WHAT IS REQUIRED » Your task is to output the entries below word for word.

* Begin RECORDS SUPPLIED *

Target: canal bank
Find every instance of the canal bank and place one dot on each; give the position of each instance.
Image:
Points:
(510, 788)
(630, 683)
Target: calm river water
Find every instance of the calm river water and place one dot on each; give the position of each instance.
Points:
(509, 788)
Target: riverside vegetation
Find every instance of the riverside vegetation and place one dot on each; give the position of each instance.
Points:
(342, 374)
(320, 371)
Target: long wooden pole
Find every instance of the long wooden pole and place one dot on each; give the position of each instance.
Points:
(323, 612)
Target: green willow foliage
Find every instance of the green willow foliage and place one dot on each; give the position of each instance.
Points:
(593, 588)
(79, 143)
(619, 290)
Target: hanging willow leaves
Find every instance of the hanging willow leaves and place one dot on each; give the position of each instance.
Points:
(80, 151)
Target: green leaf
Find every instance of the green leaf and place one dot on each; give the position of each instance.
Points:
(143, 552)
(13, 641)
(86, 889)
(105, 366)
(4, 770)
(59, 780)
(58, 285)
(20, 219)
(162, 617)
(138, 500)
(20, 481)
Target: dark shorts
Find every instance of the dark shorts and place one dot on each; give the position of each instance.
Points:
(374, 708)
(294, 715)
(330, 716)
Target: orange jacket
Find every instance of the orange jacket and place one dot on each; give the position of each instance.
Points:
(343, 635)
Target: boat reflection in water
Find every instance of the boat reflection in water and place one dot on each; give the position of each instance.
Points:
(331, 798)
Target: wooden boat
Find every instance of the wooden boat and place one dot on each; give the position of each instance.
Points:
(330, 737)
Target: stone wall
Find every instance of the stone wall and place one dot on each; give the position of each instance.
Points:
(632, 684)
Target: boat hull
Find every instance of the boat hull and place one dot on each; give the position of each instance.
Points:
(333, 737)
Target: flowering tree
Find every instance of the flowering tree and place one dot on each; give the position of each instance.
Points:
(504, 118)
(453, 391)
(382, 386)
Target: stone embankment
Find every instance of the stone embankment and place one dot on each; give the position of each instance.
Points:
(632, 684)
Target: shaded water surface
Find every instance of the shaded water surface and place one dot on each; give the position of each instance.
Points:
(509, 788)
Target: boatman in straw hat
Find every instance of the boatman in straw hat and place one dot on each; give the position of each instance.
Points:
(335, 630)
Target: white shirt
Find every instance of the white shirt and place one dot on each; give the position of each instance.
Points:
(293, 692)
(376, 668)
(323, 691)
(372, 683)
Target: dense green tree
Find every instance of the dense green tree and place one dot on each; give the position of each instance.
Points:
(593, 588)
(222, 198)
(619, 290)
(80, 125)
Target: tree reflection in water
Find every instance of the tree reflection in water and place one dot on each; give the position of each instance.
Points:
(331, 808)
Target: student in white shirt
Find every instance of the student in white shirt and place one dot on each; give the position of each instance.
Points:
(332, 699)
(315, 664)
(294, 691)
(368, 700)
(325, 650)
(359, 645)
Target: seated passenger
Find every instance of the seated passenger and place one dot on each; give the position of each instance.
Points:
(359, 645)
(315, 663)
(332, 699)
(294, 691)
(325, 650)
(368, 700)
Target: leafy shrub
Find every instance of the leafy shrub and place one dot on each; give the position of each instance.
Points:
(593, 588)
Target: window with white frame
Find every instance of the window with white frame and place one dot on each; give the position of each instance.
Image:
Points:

* End RECORDS SUPPLIED *

ANSWER FOR THE TASK »
Target: canal bank
Find every instance of the canal bank and place one dot on each; give the position of each instance.
Image:
Points:
(510, 788)
(630, 683)
Target: calm river water
Find every instance of the calm river water and place one dot on each; give the position of each instance.
Points:
(509, 788)
Target: riverside vegetation
Find every instance of the riverside vegetation and place one dot on each; give the position of each instance.
Points:
(342, 374)
(320, 371)
Target: long wooden pole
Find every instance of the long wooden pole and place one dot on each; give the position of each instance.
Points:
(323, 612)
Target: green willow foliage
Find every instance of the green willow foliage and place one dot on each; give the position of each instance.
Points:
(593, 588)
(79, 143)
(619, 290)
Target: hanging willow leaves
Find every instance of the hanging willow leaves and place one dot on each; give the position of each instance.
Points:
(80, 151)
Target: green leaf
Find every instance of the green leaf and place one dot on each; give the position of each instance.
Points:
(143, 552)
(13, 641)
(86, 889)
(105, 366)
(4, 770)
(59, 780)
(58, 285)
(20, 219)
(162, 617)
(138, 500)
(20, 481)
Target: dark shorts
Find every instance of the dark shorts and place one dot on each; give the position of each instance.
Points:
(374, 708)
(294, 715)
(330, 716)
Target: orange jacket
Find every instance of the orange jacket and place one dot on each; give the position of each instance.
Points:
(343, 635)
Target: boat reflection in water
Find every instance of the boat reflection in water and place one dot on each; give the position of each instance.
Points:
(331, 798)
Target: wooden boat
Find every instance of the wooden boat and place one dot on each; give the position of each instance.
Points:
(330, 737)
Target: stone wall
Find every instance of the stone wall and place one dot on each; give the position of each instance.
Points:
(632, 684)
Target: boat hull
Find every instance of the boat hull and place one dot on each; give the position of each instance.
Points:
(333, 737)
Target: flowering tree
Find every instance of the flowering tree and place one dot on each; give the position of each instance.
Points:
(504, 118)
(453, 391)
(382, 386)
Target: stone embankment
Find every instance of the stone embankment and place one dot on each; give the position of each instance.
Points:
(632, 684)
Target: shaded water surface
Find every instance of the shaded water surface and place one dot on each; give the position of each instance.
Points:
(509, 788)
Target: boatman in straw hat
Find every instance of the boatman in straw hat and place one dot on each; give the position of each instance.
Points:
(335, 630)
Target: white shirt
Find every instance of the white shirt and place one dot on each; give the position of each instance.
Points:
(293, 692)
(376, 668)
(323, 691)
(372, 683)
Target: dense green tree
Find every instance of the dense green tree and place one dot on each; give the position of each instance.
Points:
(593, 588)
(222, 198)
(619, 290)
(80, 125)
Target: tree reflection in water
Find every instance of the tree reflection in water and place one dot on each; give the position of each instance.
Points:
(331, 808)
Target: student in white shirt
Find every instance of the student in white shirt and place one dot on each; give the position of each instance.
Points:
(332, 699)
(315, 664)
(294, 691)
(368, 700)
(325, 650)
(359, 645)
Target: seated passenger
Find every instance of the seated passenger and place one dot on each; give the position of each instance.
Points:
(359, 645)
(315, 663)
(332, 699)
(294, 691)
(325, 650)
(368, 700)
Target: leafy shrub
Find every instance of the leafy shrub and place one dot on each; give the position of each instance.
Points:
(593, 588)
Target: window with white frame
Find every instance of the window with white frame and place one dot on each; give the position of each instance.
Image:
Points:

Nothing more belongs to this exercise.